» **Задание 1**: На какие две категории, согласно тексту о центральноазиатском актуальном искусстве, подразделяется общество?
» **Задание 2**: Продолжите текст о центральноазиатском актуальном искусстве, начав сразу после его последнего предложения.

» **Текст для чтения**:
"Центральноазиатское актуальное искусство:
от кризиса идентичности к открытости Другому"

    Тема становления культурной идентичности в центральноазиатском регионе приобретает доминирующий характер. В контексте становления центральноазиатского актуального искусства больше нельзя описывать культурную ситуацию в традиционных субстанциональных терминах. Современный человек живет в ситуации постоянного становления идентичности, поэтому его самоидентификация находится под вопросом.

  В центральноазиатском актуальном искусстве возникла настоятельная потребность в более масштабном культурологическом осмыслении произведений художников-ситуационистов, анализе социокультурной и эстетической проблематики, скрыто или явно присутствующей в их работах в контексте потмодернистской идеи переживания художественного события как трансгрессивного образа. Также необходимо популяризировать их опыт, достижения и дискурсивные практики, содействующие развитию международных коммуникативных стратегий.
Современная эпоха глобализации требует выработки нового отношения к себе, к своей собственной идентичности и предполагает снятие оппозиции «Я-Другой», «Собственное-Иное».
Мы должны учиться говорить на двух языках: одном, обозначающем собственное, и другом, откликающемся на присутствие Другого.

   Между Европой и ее «чужими» существует некая комплиментарность. И именно в ней состоит своеобразное испытание, через которое предстоит пройти Европе, чтобы стать «чистокровной», не избавляясь от всех своих внешних «примесей» и связей.

  Я считаю, что общество подразделяется на две категории – блюстителей, то есть тех, кто старается сохранить существующий порядок вещей, и интеллектуалов, кураторов и художников актуального искусства в том числе, которые провоцируют перемены и отстаивают различия.
Европа обеспечивает определенный культурный обмен, который не имеет ничего общего с империализмом, и сегодня этот обмен еще интенсивнее, чем прежде.

Записи набора данных
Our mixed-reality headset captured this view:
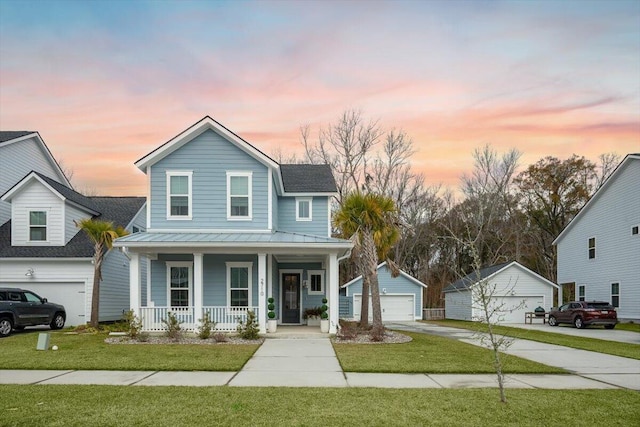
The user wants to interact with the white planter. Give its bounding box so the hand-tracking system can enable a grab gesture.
[320,319,329,334]
[267,319,278,334]
[307,317,320,328]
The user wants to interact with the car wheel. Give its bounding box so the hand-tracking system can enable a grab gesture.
[0,317,13,337]
[49,313,64,329]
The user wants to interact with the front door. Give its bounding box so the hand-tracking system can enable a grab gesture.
[282,273,300,323]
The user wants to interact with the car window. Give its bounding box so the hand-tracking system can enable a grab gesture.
[24,292,42,302]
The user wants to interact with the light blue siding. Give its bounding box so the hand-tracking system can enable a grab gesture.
[148,130,269,230]
[278,196,330,237]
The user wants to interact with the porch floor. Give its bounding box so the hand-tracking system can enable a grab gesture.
[264,325,330,339]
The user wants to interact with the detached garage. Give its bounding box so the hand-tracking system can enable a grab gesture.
[340,262,427,322]
[443,261,558,323]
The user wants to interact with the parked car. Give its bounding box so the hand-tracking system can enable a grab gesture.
[549,301,618,329]
[0,288,67,337]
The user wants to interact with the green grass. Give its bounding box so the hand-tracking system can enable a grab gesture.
[333,332,566,374]
[425,320,640,360]
[0,385,640,427]
[0,332,260,372]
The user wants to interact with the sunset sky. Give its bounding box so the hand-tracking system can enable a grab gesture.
[0,0,640,196]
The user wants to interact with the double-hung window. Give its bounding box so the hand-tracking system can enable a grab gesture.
[167,262,193,307]
[227,262,253,307]
[167,171,193,219]
[296,197,313,221]
[29,211,47,242]
[611,283,620,307]
[227,172,252,219]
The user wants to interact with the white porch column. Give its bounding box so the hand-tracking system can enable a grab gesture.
[129,252,142,318]
[193,253,203,325]
[258,254,267,334]
[327,253,340,334]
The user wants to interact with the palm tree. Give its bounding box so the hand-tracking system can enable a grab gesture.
[333,192,400,333]
[74,218,129,328]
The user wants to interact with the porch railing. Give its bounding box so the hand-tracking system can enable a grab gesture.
[140,306,260,332]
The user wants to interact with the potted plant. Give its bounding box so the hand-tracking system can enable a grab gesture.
[320,298,329,334]
[267,297,278,334]
[302,307,322,327]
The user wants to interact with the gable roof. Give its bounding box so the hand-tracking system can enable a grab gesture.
[135,116,278,173]
[442,261,558,292]
[0,130,72,188]
[0,171,100,215]
[280,164,338,193]
[0,197,145,258]
[340,261,427,288]
[551,153,640,245]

» **Ответ 1**: На блюстителей, которые стараются сохранить существующий порядок вещей, и интеллектуалов, в том числе кураторов и художников актуального искусства, которые провоцируют перемены и отстаивают различия.

» **Ответ 2**:
   Многие современные казахстанские писатели, мыслители и интеллектуалы серьезно рассматривают вероятность евро-азиатского диалога, обмена мнениями между двумя мирами. Однако вопрос диалога культур еще находится на стадии разработки.

   Я не одобряю абстрактного универсализма, поскольку, как правило, это универсализм того, у кого в руках окажется больше власти. Посмотрите, кто сегодня провозглашает язык универсализма больше известного под понятием глобализм – США, а это сверхдержава, будем надеяться, что последняя.

   В одном из интервью известный философ Эдвард Саид заявил, что необходимо выдвигать на первый план различия, что могло бы помочь разобраться с различными регионами постколониального мира, в том числе и постсоветскими центральноазиатскими республиками.

  Чтобы обсуждать подобные вещи, для начала придется отказаться от политики самобытности.
В итоге необходимо прийти к пониманию, что политические и национальные группировки не могут быть однородными. Все, о чем мы говорим, перемешано, мы имеем дело с миром взаимозависимых смешанных обществ. Всё это гибриды, все они не чистокровные.

   Далее он утверждает, что основной вопрос – образование. Большинство образовательных систем заражено национализмом, они преподносят значение национальной самобытности в идеализированном виде, утверждая, что она не подлежит никакой критике, что она воплощенная добродетель.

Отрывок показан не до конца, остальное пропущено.